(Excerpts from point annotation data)
>> Begin
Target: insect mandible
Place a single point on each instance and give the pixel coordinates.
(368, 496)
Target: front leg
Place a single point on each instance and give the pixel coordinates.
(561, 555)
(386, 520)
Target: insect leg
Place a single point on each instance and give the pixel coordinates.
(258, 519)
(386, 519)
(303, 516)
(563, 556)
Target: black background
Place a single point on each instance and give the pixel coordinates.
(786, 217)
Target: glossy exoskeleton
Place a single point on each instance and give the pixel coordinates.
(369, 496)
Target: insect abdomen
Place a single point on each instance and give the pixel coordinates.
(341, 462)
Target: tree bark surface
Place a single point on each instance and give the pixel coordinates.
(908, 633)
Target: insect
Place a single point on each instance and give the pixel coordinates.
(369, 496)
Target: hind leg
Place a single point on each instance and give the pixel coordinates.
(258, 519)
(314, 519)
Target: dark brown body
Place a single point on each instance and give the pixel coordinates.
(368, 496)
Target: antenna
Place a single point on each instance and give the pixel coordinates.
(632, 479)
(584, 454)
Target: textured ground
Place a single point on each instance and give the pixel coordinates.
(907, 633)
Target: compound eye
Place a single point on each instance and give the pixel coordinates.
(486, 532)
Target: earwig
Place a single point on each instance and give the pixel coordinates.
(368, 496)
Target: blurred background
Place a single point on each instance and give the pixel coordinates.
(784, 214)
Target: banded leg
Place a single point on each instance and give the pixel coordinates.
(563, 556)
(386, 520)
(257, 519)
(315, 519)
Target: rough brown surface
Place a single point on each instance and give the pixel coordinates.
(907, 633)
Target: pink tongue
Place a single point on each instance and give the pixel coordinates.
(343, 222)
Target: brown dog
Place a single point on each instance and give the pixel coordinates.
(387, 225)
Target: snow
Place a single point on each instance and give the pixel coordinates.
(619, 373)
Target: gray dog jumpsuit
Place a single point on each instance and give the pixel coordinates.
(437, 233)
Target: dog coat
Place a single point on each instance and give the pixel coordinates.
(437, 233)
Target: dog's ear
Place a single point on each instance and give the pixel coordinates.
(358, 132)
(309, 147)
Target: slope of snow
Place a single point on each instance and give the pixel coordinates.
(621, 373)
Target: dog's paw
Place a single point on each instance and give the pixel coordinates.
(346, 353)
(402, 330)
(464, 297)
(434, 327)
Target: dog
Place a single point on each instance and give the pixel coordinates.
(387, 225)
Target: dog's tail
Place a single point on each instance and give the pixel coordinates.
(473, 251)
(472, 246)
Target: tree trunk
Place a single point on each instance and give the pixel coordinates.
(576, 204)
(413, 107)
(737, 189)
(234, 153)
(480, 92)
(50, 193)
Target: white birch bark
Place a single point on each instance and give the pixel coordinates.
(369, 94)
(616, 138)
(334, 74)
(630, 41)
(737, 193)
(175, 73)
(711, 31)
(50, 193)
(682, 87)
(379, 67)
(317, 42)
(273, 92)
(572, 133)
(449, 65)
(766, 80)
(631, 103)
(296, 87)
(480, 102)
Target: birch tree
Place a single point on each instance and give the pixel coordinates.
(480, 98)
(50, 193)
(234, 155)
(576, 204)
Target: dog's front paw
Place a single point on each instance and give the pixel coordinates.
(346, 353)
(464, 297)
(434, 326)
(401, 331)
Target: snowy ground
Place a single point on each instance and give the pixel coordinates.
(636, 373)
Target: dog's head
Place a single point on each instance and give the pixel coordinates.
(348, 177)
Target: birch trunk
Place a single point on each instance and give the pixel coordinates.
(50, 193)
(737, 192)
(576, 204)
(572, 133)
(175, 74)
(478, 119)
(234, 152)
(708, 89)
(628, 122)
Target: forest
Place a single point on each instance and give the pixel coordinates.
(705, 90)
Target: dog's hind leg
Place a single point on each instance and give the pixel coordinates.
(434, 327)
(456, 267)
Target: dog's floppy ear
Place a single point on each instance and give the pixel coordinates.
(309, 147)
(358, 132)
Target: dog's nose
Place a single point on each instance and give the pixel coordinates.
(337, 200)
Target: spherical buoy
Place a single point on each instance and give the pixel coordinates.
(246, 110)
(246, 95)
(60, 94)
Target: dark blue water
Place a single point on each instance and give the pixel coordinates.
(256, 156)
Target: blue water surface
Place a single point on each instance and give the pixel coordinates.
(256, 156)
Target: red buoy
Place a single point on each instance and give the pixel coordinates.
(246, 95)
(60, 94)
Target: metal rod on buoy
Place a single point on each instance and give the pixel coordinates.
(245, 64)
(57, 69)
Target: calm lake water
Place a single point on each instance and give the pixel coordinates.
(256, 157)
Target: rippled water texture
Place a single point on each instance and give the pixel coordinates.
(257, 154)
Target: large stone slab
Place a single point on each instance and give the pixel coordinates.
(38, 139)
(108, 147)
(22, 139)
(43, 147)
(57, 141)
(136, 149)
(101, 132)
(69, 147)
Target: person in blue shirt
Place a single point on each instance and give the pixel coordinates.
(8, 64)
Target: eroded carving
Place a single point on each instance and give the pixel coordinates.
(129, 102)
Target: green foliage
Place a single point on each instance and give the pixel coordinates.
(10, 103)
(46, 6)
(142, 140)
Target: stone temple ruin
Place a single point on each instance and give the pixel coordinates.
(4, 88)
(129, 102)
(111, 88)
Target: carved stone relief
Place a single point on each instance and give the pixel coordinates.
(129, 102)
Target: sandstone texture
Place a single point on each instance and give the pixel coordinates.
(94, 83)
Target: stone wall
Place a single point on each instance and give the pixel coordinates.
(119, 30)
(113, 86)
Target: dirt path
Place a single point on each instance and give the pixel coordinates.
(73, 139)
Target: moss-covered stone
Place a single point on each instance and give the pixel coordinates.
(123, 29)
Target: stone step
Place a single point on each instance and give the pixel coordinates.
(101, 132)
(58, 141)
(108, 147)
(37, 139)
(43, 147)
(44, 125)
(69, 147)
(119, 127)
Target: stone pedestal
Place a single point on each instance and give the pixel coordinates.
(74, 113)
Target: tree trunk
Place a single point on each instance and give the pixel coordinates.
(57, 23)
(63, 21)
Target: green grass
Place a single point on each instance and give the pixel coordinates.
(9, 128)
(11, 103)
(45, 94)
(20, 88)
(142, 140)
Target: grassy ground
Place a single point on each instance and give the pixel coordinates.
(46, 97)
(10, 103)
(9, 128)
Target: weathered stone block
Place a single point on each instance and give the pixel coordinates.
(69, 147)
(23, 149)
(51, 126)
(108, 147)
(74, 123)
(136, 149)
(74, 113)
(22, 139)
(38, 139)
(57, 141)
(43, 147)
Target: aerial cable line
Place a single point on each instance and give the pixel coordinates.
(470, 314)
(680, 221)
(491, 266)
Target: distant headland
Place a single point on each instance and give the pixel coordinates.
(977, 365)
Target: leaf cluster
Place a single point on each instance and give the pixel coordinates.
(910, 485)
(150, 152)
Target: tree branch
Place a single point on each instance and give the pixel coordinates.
>> End
> [Objective] Every line of the data above should be reproduced word for word.

> [Exercise response]
Target: insect mandible
Place a single point on each instance and give the pixel coordinates.
(368, 496)
Target: front leg
Place a single point on each instance and give the pixel coordinates.
(561, 555)
(386, 520)
Target: insect leg
Place a single point on each instance and give the pixel coordinates.
(258, 519)
(386, 519)
(303, 516)
(563, 556)
Target: black background
Place a single point on each instance and give the pixel coordinates.
(786, 217)
Target: glossy exoskeleton
Place a single point on each instance and give the pixel coordinates.
(369, 496)
Target: insect abdomen
Place a single point on each instance and give the pixel coordinates.
(341, 462)
Target: tree bark surface
Place a single point on each instance and give the pixel coordinates.
(908, 633)
Target: insect
Place a single point on each instance and give the pixel coordinates.
(369, 496)
Target: hind leg
Place a single point on each instance and give the pixel coordinates.
(258, 519)
(314, 519)
Target: dark brown body
Place a single point on each instance and give the pixel coordinates.
(368, 496)
Target: antenna
Place a single point on each instance and give the pixel coordinates.
(632, 479)
(584, 454)
Target: textured ground
Place a single point on each instance and give the pixel coordinates.
(907, 633)
Target: compound eye
Place a single point on each instance and give the pixel coordinates.
(486, 532)
Target: earwig
Place a single point on each instance and give the pixel coordinates.
(368, 496)
Target: blurred background
Place a single point on each instance and give the pixel coordinates.
(784, 214)
Target: banded leg
Place a single point on each instance and give the pixel coordinates.
(563, 556)
(386, 520)
(257, 519)
(315, 519)
Target: rough brown surface
Place a single point on each instance and give the pixel coordinates.
(907, 633)
Target: pink tongue
Place a single point on each instance and give the pixel coordinates.
(343, 222)
Target: brown dog
Place a single point on each instance and give the pixel coordinates.
(387, 225)
Target: snow
Place a single point on each instance and give the pixel coordinates.
(619, 373)
Target: gray dog jumpsuit
Place a single point on each instance and give the pixel coordinates.
(437, 233)
Target: dog coat
Place a single point on each instance and give the pixel coordinates.
(437, 233)
Target: dog's ear
Place a single point on each instance and give the pixel coordinates.
(358, 132)
(309, 147)
Target: slope of snow
Place a single point on each instance and give the pixel coordinates.
(621, 373)
Target: dog's paw
Place a single point on each instance and give the pixel coordinates.
(346, 353)
(402, 330)
(464, 297)
(434, 327)
Target: dog
Place a single point on each instance and give the pixel coordinates.
(387, 225)
Target: dog's tail
Place a single point on each instance and give the pixel coordinates.
(473, 251)
(472, 246)
Target: tree trunk
Place a single point on each instance and give the pixel coordinates.
(576, 204)
(413, 107)
(737, 189)
(234, 153)
(480, 92)
(50, 193)
Target: white birch bark
Place a single point on each instance and give the pixel coordinates.
(369, 94)
(616, 138)
(334, 74)
(630, 41)
(737, 193)
(175, 73)
(711, 31)
(50, 193)
(682, 87)
(379, 67)
(317, 42)
(273, 92)
(572, 133)
(449, 65)
(766, 80)
(631, 103)
(296, 87)
(480, 102)
Target: birch tree
Place a single point on each instance and give the pixel coordinates.
(480, 98)
(50, 193)
(234, 155)
(576, 204)
Target: dog's front paw
Place a single point on each instance and give the pixel coordinates.
(346, 353)
(464, 297)
(434, 326)
(401, 331)
Target: snowy ground
Place a single point on each instance and give the pixel coordinates.
(636, 373)
Target: dog's head
Place a single point on each instance and give the pixel coordinates.
(348, 177)
Target: birch trunk
Place a single point on each instance and give the pixel coordinates.
(50, 193)
(737, 192)
(576, 204)
(572, 133)
(175, 74)
(478, 119)
(234, 152)
(708, 89)
(628, 122)
Target: forest
Place a single point on each instance and give the pixel coordinates.
(705, 90)
Target: dog's hind leg
Place a single point on each instance and give the pixel coordinates.
(434, 327)
(456, 267)
Target: dog's floppy ear
Place a single point on each instance and give the pixel coordinates.
(309, 147)
(358, 132)
Target: dog's nose
Place a single point on each instance and give the pixel coordinates.
(337, 200)
Target: spherical buoy
Place a single point on each instance and give the pixel coordinates.
(246, 110)
(246, 95)
(60, 94)
Target: dark blue water
Place a single point on each instance and give the pixel coordinates.
(256, 156)
Target: blue water surface
Place a single point on each instance and give the pixel coordinates.
(256, 156)
Target: red buoy
Place a single point on each instance and give the pixel coordinates.
(246, 95)
(60, 94)
Target: metal rod on buoy
Place a single point on each instance and give the pixel coordinates.
(245, 64)
(57, 69)
Target: calm lake water
Place a single point on each instance and give the pixel coordinates.
(256, 157)
Target: rippled water texture
Place a single point on each instance and give the pixel coordinates.
(257, 154)
Target: large stone slab
Place a single point on each instance and give the pixel coordinates.
(38, 139)
(108, 147)
(22, 139)
(43, 147)
(57, 141)
(136, 149)
(101, 132)
(69, 147)
Target: person in blue shirt
Place a single point on each instance and give the pixel coordinates.
(8, 64)
Target: eroded carving
Place a single point on each instance and give the pixel coordinates.
(129, 102)
Target: green foliage
Place a single point on each instance and give the pixel coordinates.
(10, 103)
(46, 6)
(142, 140)
Target: stone temple ruin
Place a single point on each instance and give the pixel coordinates.
(4, 88)
(129, 102)
(111, 88)
Target: carved stone relief
Place a single point on each instance and give the pixel coordinates.
(129, 102)
Target: sandstone texture
Place a single point on each instance and give the pixel coordinates.
(94, 83)
Target: stone wall
Place a single point on each instance and give the pixel coordinates.
(119, 30)
(113, 86)
Target: dirt path
Place a single point on each instance and give the pixel coordinates.
(73, 139)
Target: moss-covered stone
Place a single point on each instance and give the pixel coordinates.
(123, 29)
Target: stone step
Place a single point on each instance and give the pixel coordinates.
(101, 132)
(58, 141)
(108, 147)
(37, 139)
(43, 147)
(44, 125)
(69, 147)
(119, 127)
Target: stone pedestal
Place a single point on each instance and give the pixel coordinates.
(74, 113)
Target: tree trunk
Place a single point on each instance and give the pixel coordinates.
(57, 23)
(63, 21)
Target: green grass
Place a single point on each instance and give the pixel coordinates.
(9, 128)
(11, 103)
(45, 94)
(20, 88)
(142, 140)
Target: grassy ground
Place a single point on each instance and give the pixel coordinates.
(46, 97)
(10, 103)
(9, 128)
Target: weathered stone block
Place a single point on each instance and give the pixel coordinates.
(69, 147)
(23, 149)
(51, 126)
(108, 147)
(74, 123)
(136, 149)
(74, 113)
(22, 139)
(38, 139)
(57, 141)
(43, 147)
Target: aerial cable line
Place a single point on each instance and give the pixel coordinates.
(470, 314)
(680, 221)
(491, 266)
Target: distant headland
Place a single point on each instance and give the pixel coordinates.
(977, 365)
Target: leaf cluster
Place a single point on each instance and give the pixel coordinates.
(910, 485)
(150, 152)
Target: tree branch
Place a single point on each instance and give the pixel coordinates.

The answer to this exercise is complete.